Text passage start

I'm having trouble figuring out how to traverse the DOM with HTML Agility Pack.
For example let's say that I wanted to find an element with id="gbqfsa"
.
HtmlAgilityPack.HtmlDocument doc = new HtmlAgilityPack.HtmlDocument();
doc.LoadHtml(Url);
var foo = from bar in doc.DocumentNode.DescendantNodes()
where bar.Attributes["id"].Value == "gbqfsa"
select bar.InnerText;
Right now I'm doing this (above), but foo
is coming out as null
. What am I doing wrong?
EDIT: This is the if
statement I was using. I was just testing to see if the elements InnerText
equaled "Google Search."
if (foo.Equals("Google Search"))
{
HasSucceeded = 1;
MessageBox.Show(yay);
}
else
{
MessageBox.Show("kms");
}
return HasSucceeded;
What you should do is:
var foo = (from bar in doc.DocumentNode.DescendantNodes()
where bar.GetAttributeValue("id", null) == "gbqfsa"
select bar.InnerText).FirstOrDefault();
You forgot FirstOrDefault()
to select the first element that satisfy the condition in where
.
And I replace Attributes["id"].Value
by GetAttributeValue("id", null)
not to throw an exception if an element does have an id
attribute.
I don't think foo
is coming out as null
. More likely, bar.Attributes["id"]
is null for some of the elements in the tree since not all descendant nodes have an "id" property. I would recommend using the GetAttributeValue
method, which will return a default value if the attribute is not found.
var foo = from bar in doc.DocumentNode.DescendantNodes()
where bar.GetAttributeValue("id", null) == "gbqfsa"
select bar.InnerText;

Text passage end
Extracted entries start

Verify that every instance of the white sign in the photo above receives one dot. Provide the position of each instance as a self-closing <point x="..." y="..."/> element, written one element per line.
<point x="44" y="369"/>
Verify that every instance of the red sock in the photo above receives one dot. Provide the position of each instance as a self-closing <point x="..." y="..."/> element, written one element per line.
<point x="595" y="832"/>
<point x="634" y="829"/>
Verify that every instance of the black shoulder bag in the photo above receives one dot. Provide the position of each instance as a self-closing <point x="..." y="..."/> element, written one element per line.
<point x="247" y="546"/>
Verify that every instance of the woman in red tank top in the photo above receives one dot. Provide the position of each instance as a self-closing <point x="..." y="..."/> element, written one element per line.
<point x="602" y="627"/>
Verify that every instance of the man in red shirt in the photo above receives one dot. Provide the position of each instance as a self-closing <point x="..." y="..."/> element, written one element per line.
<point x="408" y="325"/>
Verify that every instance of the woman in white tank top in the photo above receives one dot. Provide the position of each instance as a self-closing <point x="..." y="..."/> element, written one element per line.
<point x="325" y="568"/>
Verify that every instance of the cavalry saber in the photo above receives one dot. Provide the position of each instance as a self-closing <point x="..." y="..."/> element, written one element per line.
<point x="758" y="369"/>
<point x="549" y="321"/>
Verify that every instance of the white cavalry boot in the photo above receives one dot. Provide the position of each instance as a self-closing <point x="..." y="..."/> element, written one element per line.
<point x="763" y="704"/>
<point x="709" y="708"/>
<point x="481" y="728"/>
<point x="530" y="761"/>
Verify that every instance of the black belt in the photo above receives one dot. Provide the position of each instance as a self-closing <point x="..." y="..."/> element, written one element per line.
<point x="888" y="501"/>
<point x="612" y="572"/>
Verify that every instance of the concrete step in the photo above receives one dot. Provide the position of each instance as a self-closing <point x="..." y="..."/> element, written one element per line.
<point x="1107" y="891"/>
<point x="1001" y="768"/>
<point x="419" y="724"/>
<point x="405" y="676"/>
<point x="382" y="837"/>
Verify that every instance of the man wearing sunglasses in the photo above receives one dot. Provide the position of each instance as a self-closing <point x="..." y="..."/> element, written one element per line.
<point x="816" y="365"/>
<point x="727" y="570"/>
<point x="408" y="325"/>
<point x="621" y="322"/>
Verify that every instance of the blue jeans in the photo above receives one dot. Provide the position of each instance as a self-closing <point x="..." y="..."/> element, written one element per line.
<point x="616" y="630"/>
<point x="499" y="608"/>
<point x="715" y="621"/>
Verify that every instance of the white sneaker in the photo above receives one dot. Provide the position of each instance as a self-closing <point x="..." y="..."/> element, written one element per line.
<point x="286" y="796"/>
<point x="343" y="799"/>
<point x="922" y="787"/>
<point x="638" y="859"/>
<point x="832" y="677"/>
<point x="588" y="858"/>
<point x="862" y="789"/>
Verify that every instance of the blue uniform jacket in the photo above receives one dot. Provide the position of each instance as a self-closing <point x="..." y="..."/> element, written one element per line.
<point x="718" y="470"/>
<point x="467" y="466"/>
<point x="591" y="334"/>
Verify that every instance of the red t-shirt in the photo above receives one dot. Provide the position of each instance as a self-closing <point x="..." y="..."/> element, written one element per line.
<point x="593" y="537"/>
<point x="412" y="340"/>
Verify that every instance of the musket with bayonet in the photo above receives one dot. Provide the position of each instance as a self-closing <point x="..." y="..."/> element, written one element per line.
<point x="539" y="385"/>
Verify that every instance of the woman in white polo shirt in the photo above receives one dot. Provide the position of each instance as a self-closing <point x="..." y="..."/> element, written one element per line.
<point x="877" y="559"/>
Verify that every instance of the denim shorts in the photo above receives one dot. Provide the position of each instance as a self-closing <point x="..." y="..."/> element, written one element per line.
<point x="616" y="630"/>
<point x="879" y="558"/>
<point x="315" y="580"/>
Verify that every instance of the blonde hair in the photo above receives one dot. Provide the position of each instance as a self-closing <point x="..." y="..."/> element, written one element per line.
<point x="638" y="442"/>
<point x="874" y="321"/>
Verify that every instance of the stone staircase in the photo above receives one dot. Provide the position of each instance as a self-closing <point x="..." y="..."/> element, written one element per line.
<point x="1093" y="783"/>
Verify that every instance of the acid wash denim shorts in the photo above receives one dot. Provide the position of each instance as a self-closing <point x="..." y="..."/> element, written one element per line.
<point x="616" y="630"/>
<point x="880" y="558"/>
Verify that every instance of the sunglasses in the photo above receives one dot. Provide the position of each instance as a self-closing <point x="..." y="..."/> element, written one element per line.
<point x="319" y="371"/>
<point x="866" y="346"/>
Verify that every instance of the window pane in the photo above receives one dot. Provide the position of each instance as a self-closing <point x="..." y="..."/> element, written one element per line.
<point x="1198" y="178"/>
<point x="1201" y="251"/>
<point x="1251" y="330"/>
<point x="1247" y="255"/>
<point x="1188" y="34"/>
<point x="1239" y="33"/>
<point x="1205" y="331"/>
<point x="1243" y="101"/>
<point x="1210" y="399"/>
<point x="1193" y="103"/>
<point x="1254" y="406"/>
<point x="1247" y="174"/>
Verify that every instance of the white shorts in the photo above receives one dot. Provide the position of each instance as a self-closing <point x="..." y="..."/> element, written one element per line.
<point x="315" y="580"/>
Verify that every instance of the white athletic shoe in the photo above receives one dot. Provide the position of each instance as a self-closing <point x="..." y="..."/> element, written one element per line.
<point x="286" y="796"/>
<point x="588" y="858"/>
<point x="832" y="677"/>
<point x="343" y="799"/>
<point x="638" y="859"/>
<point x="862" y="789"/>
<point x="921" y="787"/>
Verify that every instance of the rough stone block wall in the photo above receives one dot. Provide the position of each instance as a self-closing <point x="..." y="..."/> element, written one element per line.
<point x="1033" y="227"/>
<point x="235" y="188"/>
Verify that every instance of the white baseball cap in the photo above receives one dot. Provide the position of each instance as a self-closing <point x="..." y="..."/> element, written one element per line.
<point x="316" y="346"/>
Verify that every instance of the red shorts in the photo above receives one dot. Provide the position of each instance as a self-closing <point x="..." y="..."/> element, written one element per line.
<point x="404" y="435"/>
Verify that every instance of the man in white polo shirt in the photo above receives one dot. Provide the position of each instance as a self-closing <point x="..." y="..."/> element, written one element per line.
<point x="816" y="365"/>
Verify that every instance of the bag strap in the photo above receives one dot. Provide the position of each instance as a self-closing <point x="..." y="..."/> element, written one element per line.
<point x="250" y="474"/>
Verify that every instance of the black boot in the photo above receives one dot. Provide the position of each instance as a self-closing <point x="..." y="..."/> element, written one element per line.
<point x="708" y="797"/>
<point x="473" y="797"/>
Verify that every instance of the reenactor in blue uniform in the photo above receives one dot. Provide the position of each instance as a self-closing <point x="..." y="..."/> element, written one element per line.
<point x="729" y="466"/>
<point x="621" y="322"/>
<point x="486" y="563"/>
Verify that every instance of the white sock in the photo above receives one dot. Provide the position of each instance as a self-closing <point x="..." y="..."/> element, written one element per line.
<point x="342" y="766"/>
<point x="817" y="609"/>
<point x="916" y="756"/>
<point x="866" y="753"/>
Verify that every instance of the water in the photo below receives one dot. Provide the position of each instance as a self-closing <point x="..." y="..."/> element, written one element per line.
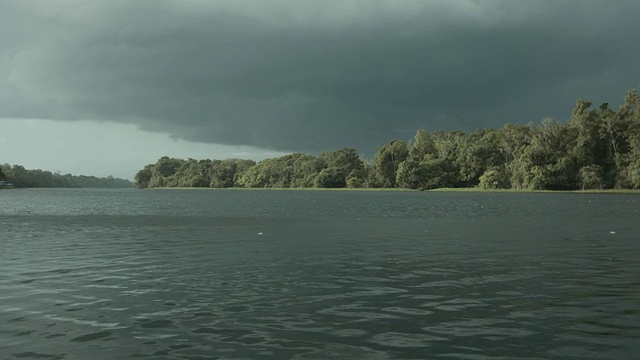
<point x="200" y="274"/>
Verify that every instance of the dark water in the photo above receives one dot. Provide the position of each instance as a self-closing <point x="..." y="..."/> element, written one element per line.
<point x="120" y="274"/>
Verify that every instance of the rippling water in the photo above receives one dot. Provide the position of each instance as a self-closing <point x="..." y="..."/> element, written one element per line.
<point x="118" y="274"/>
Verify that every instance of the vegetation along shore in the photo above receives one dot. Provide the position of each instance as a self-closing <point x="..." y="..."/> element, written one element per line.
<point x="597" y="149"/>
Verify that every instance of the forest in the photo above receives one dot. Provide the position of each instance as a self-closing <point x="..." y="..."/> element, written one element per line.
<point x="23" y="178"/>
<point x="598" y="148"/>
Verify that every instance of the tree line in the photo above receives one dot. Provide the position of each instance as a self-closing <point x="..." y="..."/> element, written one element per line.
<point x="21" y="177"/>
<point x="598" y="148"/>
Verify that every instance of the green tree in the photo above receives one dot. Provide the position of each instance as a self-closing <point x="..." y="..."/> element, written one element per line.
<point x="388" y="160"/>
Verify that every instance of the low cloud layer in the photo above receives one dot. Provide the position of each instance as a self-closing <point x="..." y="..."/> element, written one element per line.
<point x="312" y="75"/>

Extracted entries end

■ **What to do**:
1) Write out the HTML Agility Pack thread again in full, word for word.
2) List every line of the listing that contains the string "denim", treating uppercase and lowercase as different.
The HTML Agility Pack thread and the listing come from separate sources.

■ **Exercise results**:
1)
I'm having trouble figuring out how to traverse the DOM with HTML Agility Pack.
For example let's say that I wanted to find an element with id="gbqfsa"
.
HtmlAgilityPack.HtmlDocument doc = new HtmlAgilityPack.HtmlDocument();
doc.LoadHtml(Url);
var foo = from bar in doc.DocumentNode.DescendantNodes()
where bar.Attributes["id"].Value == "gbqfsa"
select bar.InnerText;
Right now I'm doing this (above), but foo
is coming out as null
. What am I doing wrong?
EDIT: This is the if
statement I was using. I was just testing to see if the elements InnerText
equaled "Google Search."
if (foo.Equals("Google Search"))
{
HasSucceeded = 1;
MessageBox.Show(yay);
}
else
{
MessageBox.Show("kms");
}
return HasSucceeded;
What you should do is:
var foo = (from bar in doc.DocumentNode.DescendantNodes()
where bar.GetAttributeValue("id", null) == "gbqfsa"
select bar.InnerText).FirstOrDefault();
You forgot FirstOrDefault()
to select the first element that satisfy the condition in where
.
And I replace Attributes["id"].Value
by GetAttributeValue("id", null)
not to throw an exception if an element does have an id
attribute.
I don't think foo
is coming out as null
. More likely, bar.Attributes["id"]
is null for some of the elements in the tree since not all descendant nodes have an "id" property. I would recommend using the GetAttributeValue
method, which will return a default value if the attribute is not found.
var foo = from bar in doc.DocumentNode.DescendantNodes()
where bar.GetAttributeValue("id", null) == "gbqfsa"
select bar.InnerText;

2)
Verify that every instance of the denim shorts in the photo above receives one dot. Provide the position of each instance as a self-closing <point x="..." y="..."/> element, written one element per line.
Verify that every instance of the acid wash denim shorts in the photo above receives one dot. Provide the position of each instance as a self-closing <point x="..." y="..."/> element, written one element per line.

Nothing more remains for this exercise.